DATASET ROWS |
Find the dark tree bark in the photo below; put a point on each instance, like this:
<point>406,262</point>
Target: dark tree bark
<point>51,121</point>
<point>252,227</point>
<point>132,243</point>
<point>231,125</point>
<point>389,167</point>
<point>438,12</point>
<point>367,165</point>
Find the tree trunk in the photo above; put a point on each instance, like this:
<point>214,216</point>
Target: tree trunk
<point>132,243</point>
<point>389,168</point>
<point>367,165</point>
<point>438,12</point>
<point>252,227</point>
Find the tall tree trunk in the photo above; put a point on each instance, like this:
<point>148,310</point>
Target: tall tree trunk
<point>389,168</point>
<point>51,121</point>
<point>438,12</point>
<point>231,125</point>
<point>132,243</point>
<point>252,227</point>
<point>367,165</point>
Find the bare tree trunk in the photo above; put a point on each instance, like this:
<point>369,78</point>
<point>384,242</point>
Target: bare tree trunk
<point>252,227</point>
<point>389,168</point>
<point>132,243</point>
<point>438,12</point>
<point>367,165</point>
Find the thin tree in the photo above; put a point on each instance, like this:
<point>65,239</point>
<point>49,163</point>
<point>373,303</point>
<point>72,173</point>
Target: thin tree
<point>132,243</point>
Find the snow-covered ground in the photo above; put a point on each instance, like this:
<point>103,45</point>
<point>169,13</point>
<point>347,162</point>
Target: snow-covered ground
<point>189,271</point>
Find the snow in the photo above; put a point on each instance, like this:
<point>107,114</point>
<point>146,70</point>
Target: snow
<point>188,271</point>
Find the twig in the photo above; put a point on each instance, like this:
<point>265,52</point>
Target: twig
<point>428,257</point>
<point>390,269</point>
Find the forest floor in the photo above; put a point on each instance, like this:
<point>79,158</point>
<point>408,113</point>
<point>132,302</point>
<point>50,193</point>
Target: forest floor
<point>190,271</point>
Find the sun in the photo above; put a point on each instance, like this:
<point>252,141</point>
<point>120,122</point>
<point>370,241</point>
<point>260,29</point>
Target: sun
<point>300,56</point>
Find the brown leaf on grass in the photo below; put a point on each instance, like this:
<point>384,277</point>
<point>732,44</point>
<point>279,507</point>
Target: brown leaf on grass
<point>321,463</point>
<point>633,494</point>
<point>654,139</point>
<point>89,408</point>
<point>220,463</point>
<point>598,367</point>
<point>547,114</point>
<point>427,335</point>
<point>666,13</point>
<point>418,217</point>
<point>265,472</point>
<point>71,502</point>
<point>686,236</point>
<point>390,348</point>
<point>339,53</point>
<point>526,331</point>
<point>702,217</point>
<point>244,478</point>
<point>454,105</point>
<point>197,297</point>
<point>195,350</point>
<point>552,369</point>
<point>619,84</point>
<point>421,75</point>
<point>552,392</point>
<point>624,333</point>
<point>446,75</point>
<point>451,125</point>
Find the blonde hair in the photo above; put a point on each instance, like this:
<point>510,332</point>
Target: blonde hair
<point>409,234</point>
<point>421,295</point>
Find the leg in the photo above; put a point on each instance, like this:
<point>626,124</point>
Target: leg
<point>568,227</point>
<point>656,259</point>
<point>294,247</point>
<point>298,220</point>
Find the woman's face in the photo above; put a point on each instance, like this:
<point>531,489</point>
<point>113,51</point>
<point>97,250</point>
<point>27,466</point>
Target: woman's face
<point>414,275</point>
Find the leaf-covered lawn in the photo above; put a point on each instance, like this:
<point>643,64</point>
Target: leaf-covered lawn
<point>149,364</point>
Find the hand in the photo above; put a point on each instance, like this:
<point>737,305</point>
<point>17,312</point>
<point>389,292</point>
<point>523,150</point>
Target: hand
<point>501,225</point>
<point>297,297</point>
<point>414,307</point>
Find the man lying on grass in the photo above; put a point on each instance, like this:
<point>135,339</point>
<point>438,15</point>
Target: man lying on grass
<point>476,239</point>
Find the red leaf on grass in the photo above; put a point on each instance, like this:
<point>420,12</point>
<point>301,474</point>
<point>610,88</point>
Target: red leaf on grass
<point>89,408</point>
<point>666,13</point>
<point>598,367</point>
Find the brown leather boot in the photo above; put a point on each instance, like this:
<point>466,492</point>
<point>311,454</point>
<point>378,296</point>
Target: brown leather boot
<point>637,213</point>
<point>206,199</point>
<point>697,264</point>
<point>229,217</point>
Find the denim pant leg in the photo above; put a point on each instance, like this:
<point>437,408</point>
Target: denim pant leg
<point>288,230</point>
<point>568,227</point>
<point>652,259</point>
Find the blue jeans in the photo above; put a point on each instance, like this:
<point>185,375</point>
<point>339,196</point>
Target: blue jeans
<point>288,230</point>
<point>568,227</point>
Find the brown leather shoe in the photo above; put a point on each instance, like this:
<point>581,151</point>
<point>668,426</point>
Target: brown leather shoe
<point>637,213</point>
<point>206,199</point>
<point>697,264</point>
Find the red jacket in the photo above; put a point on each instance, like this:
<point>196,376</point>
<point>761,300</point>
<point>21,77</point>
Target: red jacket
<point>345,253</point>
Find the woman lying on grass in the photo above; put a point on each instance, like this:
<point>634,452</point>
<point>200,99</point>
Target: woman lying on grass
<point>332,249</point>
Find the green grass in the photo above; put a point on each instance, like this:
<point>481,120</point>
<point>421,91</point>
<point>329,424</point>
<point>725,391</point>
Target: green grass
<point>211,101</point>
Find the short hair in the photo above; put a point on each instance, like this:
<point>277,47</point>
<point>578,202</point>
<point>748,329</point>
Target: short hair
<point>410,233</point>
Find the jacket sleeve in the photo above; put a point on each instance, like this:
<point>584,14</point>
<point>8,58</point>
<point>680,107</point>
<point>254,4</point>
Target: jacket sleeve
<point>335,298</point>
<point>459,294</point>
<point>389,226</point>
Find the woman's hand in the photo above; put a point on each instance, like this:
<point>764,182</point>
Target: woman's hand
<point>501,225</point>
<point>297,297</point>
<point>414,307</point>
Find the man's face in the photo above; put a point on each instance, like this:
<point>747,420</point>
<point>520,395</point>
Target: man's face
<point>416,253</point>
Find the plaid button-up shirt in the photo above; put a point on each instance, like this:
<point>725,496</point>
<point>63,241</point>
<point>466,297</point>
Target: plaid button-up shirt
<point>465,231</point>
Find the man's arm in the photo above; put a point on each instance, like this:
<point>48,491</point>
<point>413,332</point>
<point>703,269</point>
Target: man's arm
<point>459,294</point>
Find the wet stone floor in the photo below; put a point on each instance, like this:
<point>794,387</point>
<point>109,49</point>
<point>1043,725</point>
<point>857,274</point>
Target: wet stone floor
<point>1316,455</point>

WORK INSTRUCTIONS |
Repeat the data above, word for word.

THE OUTPUT |
Find the dark tree bark in the photo below; put a point on each instance, like this:
<point>406,262</point>
Target: dark tree bark
<point>51,121</point>
<point>252,227</point>
<point>132,243</point>
<point>231,125</point>
<point>389,167</point>
<point>438,12</point>
<point>367,165</point>
Find the tree trunk in the photo above; put a point on each instance, like this:
<point>214,216</point>
Target: tree trunk
<point>132,243</point>
<point>389,168</point>
<point>367,165</point>
<point>438,12</point>
<point>252,227</point>
Find the tall tree trunk in the photo above; put a point on each instance, like this:
<point>148,310</point>
Target: tall tree trunk
<point>389,168</point>
<point>51,121</point>
<point>438,12</point>
<point>231,125</point>
<point>132,243</point>
<point>252,227</point>
<point>367,165</point>
Find the bare tree trunk in the photo above; put a point on each instance, like this:
<point>369,78</point>
<point>384,242</point>
Target: bare tree trunk
<point>252,227</point>
<point>389,168</point>
<point>132,243</point>
<point>438,12</point>
<point>367,165</point>
Find the thin tree in the photo above; put a point on each instance, like this:
<point>65,239</point>
<point>49,163</point>
<point>373,303</point>
<point>72,173</point>
Target: thin tree
<point>132,243</point>
Find the snow-covered ground in the photo above; put a point on each instance, like this:
<point>103,45</point>
<point>169,13</point>
<point>347,162</point>
Target: snow-covered ground
<point>189,271</point>
Find the snow in the photo above; put a point on each instance, like this:
<point>107,114</point>
<point>146,70</point>
Target: snow
<point>188,271</point>
Find the twig in the photo above; put a point on each instance, like this:
<point>265,52</point>
Target: twig
<point>428,257</point>
<point>390,269</point>
Find the forest floor in the photo above; put a point on each instance, like this:
<point>79,158</point>
<point>408,113</point>
<point>132,302</point>
<point>50,193</point>
Target: forest floor
<point>190,271</point>
Find the sun in the photo above; put a point on each instance, like this:
<point>252,141</point>
<point>120,122</point>
<point>370,241</point>
<point>260,29</point>
Target: sun
<point>300,56</point>
Find the brown leaf on grass in the photo below; put a point on each instance, like this:
<point>384,277</point>
<point>732,44</point>
<point>279,507</point>
Target: brown leaf on grass
<point>321,463</point>
<point>633,494</point>
<point>654,139</point>
<point>89,408</point>
<point>220,463</point>
<point>598,367</point>
<point>547,114</point>
<point>427,335</point>
<point>666,13</point>
<point>418,217</point>
<point>265,472</point>
<point>71,502</point>
<point>686,236</point>
<point>390,348</point>
<point>339,53</point>
<point>526,331</point>
<point>702,217</point>
<point>244,478</point>
<point>454,105</point>
<point>197,297</point>
<point>195,350</point>
<point>552,369</point>
<point>619,84</point>
<point>421,75</point>
<point>552,392</point>
<point>624,333</point>
<point>446,75</point>
<point>451,125</point>
Find the blonde hair in the photo above; put a point on each instance, like this:
<point>510,332</point>
Target: blonde hair
<point>409,234</point>
<point>421,295</point>
Find the leg in the photo above; put a point on each instance, like this:
<point>626,124</point>
Target: leg
<point>568,227</point>
<point>656,259</point>
<point>294,247</point>
<point>298,220</point>
Find the woman's face in the photo above; put a point on each instance, like this:
<point>531,489</point>
<point>113,51</point>
<point>97,250</point>
<point>27,466</point>
Target: woman's face
<point>414,275</point>
Find the leaf-covered lawn in the photo above; put a point on each instance, like this:
<point>643,64</point>
Target: leaf-covered lawn
<point>149,364</point>
Find the hand in the photo above; put a point on each instance, like this:
<point>737,305</point>
<point>17,312</point>
<point>389,292</point>
<point>523,150</point>
Target: hand
<point>501,225</point>
<point>297,297</point>
<point>414,307</point>
Find the man lying on grass in the photo above; put a point on each instance, like this:
<point>135,339</point>
<point>438,15</point>
Target: man lying on grass
<point>476,239</point>
Find the red leaf on grass in the photo above; put a point on each instance, like this:
<point>420,12</point>
<point>301,474</point>
<point>610,88</point>
Target: red leaf on grass
<point>89,408</point>
<point>666,13</point>
<point>598,367</point>
Find the brown leather boot in the photo above; put a point on each instance, like this:
<point>466,492</point>
<point>311,454</point>
<point>378,296</point>
Target: brown leather boot
<point>637,213</point>
<point>206,199</point>
<point>697,264</point>
<point>229,217</point>
Find the denim pant leg in the photo above; put a point on each instance, like this:
<point>437,408</point>
Target: denim pant leg
<point>288,230</point>
<point>568,227</point>
<point>652,259</point>
Find the blue jeans in the photo above; put a point on each instance, like this:
<point>185,375</point>
<point>339,196</point>
Target: blue jeans
<point>288,230</point>
<point>568,227</point>
Find the brown leather shoe in the photo above; put a point on each instance, like this:
<point>581,151</point>
<point>668,426</point>
Target: brown leather shoe
<point>637,213</point>
<point>206,199</point>
<point>697,264</point>
Find the red jacket in the photo above; put a point on each instance, like this:
<point>196,376</point>
<point>761,300</point>
<point>21,77</point>
Target: red jacket
<point>345,253</point>
Find the woman lying on grass in the photo above; put a point on each instance, like this:
<point>634,452</point>
<point>200,99</point>
Target: woman lying on grass
<point>332,249</point>
Find the green grass in the photo above; put a point on each instance, like this:
<point>481,120</point>
<point>421,91</point>
<point>329,424</point>
<point>725,391</point>
Target: green grass
<point>211,101</point>
Find the short hair in the photo above; put a point on each instance, like this:
<point>277,47</point>
<point>578,202</point>
<point>748,329</point>
Target: short hair
<point>410,233</point>
Find the jacket sleeve in the photo above; put a point on each instance, like this:
<point>584,14</point>
<point>8,58</point>
<point>680,107</point>
<point>254,4</point>
Target: jacket sleeve
<point>335,298</point>
<point>459,294</point>
<point>389,226</point>
Find the woman's hand in the photo above; put a point on each instance, like this:
<point>764,182</point>
Target: woman's hand
<point>501,225</point>
<point>297,297</point>
<point>414,307</point>
Find the man's face in the photo above; put a point on each instance, like this:
<point>747,420</point>
<point>520,395</point>
Target: man's face
<point>416,253</point>
Find the plaid button-up shirt in the photo above; put a point on each instance, like this:
<point>725,496</point>
<point>63,241</point>
<point>466,297</point>
Target: plaid button-up shirt
<point>465,231</point>
Find the man's arm in the photo above; put a point on each instance, like this:
<point>48,491</point>
<point>413,332</point>
<point>703,269</point>
Target: man's arm
<point>459,294</point>
Find the wet stone floor in the photo below; put a point on each instance, like this:
<point>794,387</point>
<point>109,49</point>
<point>1043,725</point>
<point>857,274</point>
Target: wet stone floor
<point>1316,455</point>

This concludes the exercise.